Parlons-en un peu. En Amérique latine les mouvements d’occupation des terres par des paysans (très souvent des femmes) semi-prolétarisés, qui s’opposent aux exactions des grands propriétaires terriens est un phénomène endémique. Ces mouvements sont, d’un côté, un exemple de lutte sociale, d’insubordination, mais, d’un autre côté, n’ont jamais été capables de s’articuler avec des mouvements sociaux urbains et sont souvent imbibés de vagues notions sur la propriété de la terre, le "retour" à la nature ou la demande d’aide financière et juridique à l’État, de façon que les éléments subversifs de la société moderne y sont rares. Ces mouvements ont toute ma sympathie, mais sont loin de me donner l’espoir d’un bouleversement total des structures de la société capitaliste.

- _DONNÉES EXTRAITES_

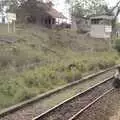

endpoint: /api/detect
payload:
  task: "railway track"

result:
[0,66,116,120]
[32,77,113,120]
[69,88,114,120]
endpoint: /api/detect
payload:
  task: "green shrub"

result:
[114,39,120,52]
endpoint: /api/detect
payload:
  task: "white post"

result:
[8,22,10,33]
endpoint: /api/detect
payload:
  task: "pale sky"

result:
[52,0,120,21]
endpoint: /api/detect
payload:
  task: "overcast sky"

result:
[52,0,120,21]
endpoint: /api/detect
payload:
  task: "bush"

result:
[114,39,120,52]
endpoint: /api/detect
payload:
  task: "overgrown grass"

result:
[0,23,120,109]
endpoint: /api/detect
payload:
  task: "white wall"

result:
[90,24,111,38]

- _SÉRIE D'EXERCICES_
1 - Répondez à ces questions d'après l'extrait, une réponse par ligne, marquée comme la question :
(a) Dans quelle région du monde les mouvements d'occupation des terres sont-ils décrits comme un phénomène endémique ?
(b) À quoi s'opposent les paysans qui occupent ces terres ?
(c) Avec quels mouvements ces mouvements paysans n'ont-ils jamais pu s'articuler ?
2 - Reformulez sous forme de liste le paragraphe de l'extrait qui commence par « Parlons-en un peu », en gardant ses faits principaux.
3 - Selon l'extrait, pourquoi les éléments subversifs de la société moderne sont-ils rares dans ces mouvements paysans ? Répondez en une à trois phrases.

- _RÉPONSES FOURNIES_
1 -
(a) En Amérique latine.
(b) Aux exactions des grands propriétaires terriens.
(c) Avec les mouvements sociaux urbains.

2 -
- En Amérique latine, l'occupation de terres par des paysans semi-prolétarisés, très souvent des femmes, est un phénomène endémique.
- Ces paysans s'opposent aux exactions des grands propriétaires terriens.
- Ces mouvements sont un exemple de lutte sociale et d'insubordination.
- Ils n'ont jamais su s'articuler avec les mouvements sociaux urbains.
- Ils sont souvent imprégnés de vagues notions : propriété de la terre, « retour » à la nature, demande d'aide financière et juridique à l'État.
- Les éléments subversifs de la société moderne y sont donc rares.
- Ces mouvements ont la sympathie de la personne qui écrit, sans lui donner l'espoir d'un bouleversement total des structures de la société capitaliste.

3 - Ces mouvements n'ont jamais été capables de s'articuler avec les mouvements sociaux urbains. Ils sont aussi souvent imbibés de vagues notions sur la propriété de la terre, le « retour » à la nature ou la demande d'aide financière et juridique à l'État.